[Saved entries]
= = =
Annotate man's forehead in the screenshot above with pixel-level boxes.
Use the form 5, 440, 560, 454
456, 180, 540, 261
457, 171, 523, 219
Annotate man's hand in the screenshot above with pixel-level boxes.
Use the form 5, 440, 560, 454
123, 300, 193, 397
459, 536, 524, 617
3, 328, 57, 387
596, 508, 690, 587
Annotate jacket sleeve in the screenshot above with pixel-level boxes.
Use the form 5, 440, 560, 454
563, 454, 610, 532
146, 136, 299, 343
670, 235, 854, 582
= = =
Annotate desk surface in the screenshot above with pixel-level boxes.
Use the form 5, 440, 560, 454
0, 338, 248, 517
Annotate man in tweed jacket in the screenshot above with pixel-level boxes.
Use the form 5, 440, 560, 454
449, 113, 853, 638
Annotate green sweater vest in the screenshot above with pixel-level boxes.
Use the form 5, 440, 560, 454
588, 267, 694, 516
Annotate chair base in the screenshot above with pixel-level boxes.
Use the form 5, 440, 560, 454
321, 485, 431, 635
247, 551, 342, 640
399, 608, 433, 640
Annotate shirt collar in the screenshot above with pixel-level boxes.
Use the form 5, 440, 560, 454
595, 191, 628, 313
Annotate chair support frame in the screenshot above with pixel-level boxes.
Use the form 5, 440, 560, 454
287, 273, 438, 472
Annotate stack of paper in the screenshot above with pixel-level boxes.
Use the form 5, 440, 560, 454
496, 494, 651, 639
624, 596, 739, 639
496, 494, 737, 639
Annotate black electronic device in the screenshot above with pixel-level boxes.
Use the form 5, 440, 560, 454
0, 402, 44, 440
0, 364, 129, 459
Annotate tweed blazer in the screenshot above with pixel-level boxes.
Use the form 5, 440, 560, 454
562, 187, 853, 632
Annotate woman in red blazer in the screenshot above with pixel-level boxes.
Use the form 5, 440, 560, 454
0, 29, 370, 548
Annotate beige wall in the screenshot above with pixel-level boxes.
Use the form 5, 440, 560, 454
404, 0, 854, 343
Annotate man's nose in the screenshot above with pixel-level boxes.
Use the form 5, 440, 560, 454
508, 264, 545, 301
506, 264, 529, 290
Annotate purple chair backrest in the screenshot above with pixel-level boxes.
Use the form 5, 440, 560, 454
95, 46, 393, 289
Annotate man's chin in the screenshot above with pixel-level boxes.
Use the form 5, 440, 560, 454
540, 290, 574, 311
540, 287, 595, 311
= = =
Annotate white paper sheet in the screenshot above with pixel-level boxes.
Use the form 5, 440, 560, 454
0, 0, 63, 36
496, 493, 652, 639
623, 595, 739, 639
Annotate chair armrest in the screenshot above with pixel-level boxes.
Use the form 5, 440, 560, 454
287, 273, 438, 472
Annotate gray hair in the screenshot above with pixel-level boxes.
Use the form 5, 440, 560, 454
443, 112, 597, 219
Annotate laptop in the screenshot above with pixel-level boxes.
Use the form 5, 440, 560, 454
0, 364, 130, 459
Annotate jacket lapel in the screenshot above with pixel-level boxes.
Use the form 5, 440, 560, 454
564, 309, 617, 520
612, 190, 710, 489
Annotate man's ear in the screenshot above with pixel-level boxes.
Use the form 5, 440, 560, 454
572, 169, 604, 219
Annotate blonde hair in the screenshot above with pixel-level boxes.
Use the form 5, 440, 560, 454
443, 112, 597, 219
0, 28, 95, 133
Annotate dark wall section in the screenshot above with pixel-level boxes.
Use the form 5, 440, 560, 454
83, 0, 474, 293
= = =
:: AIM OF THE EXERCISE ::
Copy the lines of the entries above that mention "paper".

:: ANSWER BOX ::
Annotate stack of paper in the screenshot above with pixel-level boxes.
Annotate white paper sheet in the screenshot above with pixel-level boxes.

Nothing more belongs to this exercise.